> [Assigned task]:
Nothing should appear in the answer except the lines from the one containing "Would you mind annotating the worker wearing" through the end of the records below, written out exactly.

> [The records]:
+ + + + +
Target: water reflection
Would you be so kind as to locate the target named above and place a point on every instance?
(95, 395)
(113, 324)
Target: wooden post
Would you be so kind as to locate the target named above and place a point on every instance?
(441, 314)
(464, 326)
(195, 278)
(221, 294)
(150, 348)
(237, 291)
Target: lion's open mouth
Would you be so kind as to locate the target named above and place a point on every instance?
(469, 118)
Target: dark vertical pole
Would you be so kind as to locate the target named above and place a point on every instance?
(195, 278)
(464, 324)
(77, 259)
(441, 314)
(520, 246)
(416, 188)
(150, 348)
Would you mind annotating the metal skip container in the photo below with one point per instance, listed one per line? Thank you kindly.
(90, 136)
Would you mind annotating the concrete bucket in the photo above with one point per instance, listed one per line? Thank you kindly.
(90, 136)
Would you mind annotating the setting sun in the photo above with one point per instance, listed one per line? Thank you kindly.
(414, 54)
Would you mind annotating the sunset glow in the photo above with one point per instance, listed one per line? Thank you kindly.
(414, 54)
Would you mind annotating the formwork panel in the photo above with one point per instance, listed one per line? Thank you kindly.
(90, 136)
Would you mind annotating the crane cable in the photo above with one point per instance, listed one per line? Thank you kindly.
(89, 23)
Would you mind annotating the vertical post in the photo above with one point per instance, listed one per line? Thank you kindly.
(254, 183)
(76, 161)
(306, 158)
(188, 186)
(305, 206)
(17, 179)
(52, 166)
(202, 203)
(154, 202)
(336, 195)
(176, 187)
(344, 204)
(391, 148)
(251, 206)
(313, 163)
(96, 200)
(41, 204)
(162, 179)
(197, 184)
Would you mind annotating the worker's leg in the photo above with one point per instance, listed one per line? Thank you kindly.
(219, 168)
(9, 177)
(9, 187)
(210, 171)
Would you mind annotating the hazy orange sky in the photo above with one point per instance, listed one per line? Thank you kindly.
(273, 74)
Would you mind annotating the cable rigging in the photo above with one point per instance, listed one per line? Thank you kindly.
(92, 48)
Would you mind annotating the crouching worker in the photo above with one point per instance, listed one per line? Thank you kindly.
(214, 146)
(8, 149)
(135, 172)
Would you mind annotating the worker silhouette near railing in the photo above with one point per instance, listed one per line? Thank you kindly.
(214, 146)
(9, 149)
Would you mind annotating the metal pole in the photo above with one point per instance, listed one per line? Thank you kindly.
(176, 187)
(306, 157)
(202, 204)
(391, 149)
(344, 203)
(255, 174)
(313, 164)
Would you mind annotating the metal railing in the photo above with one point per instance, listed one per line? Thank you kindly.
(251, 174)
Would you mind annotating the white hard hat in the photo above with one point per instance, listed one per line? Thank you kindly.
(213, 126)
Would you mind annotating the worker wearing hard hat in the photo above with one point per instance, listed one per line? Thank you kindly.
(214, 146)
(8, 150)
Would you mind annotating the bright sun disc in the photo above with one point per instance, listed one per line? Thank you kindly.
+ + + + +
> [Result]:
Would you mind annotating the worker wearing hard hat in the photo above with one point per instance, listed one per line? Thank you kindly.
(214, 146)
(8, 150)
Would you mind annotating the bright sun disc in the photo above with one point per instance, listed one per line? Thank you kindly.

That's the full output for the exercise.